TO DO.
Copy out everything below, from the line that contains "Exercise. Tag every instance of the white" down to the end of the data, with the requests included. Offset each coordinate in the answers by adding 114 to it.

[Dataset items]
# # # # #

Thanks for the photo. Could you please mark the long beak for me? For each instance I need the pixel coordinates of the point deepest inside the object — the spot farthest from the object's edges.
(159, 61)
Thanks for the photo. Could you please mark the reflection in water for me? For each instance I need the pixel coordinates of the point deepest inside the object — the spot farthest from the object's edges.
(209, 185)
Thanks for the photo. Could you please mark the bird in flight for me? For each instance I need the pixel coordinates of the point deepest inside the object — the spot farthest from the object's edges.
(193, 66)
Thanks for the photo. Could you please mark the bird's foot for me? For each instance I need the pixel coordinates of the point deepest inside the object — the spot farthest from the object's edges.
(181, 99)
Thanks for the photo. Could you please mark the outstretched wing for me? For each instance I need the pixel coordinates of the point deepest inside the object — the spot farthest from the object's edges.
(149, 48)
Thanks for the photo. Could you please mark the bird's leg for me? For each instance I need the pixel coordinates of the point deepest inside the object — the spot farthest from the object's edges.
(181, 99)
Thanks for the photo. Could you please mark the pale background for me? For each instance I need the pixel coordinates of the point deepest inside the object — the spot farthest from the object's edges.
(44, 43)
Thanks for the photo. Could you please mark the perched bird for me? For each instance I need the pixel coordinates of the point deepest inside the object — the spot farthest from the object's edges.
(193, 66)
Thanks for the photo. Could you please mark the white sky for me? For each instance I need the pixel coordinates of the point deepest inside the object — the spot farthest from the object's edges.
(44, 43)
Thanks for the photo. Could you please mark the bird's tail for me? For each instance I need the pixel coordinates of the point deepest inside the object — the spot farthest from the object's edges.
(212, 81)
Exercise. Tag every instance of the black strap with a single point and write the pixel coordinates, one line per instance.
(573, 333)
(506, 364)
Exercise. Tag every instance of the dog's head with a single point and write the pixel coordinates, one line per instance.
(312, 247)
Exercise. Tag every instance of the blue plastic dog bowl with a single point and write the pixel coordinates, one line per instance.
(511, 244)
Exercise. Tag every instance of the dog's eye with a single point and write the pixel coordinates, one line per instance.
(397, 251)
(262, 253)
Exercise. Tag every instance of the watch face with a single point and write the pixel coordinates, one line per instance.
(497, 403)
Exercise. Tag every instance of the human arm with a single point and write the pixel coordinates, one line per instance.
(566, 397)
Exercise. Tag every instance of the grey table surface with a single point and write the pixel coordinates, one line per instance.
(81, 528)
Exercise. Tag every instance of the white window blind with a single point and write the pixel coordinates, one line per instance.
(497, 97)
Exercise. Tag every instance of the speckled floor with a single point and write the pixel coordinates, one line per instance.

# # # # #

OUTPUT FOR THIS EXERCISE.
Exercise. Tag every instance of the white window blind with a single point and write the pixel coordinates, one line per instance.
(611, 211)
Exercise. Tag every instance of the speckled floor with a single point and write the pixel coordinates, one line per instance.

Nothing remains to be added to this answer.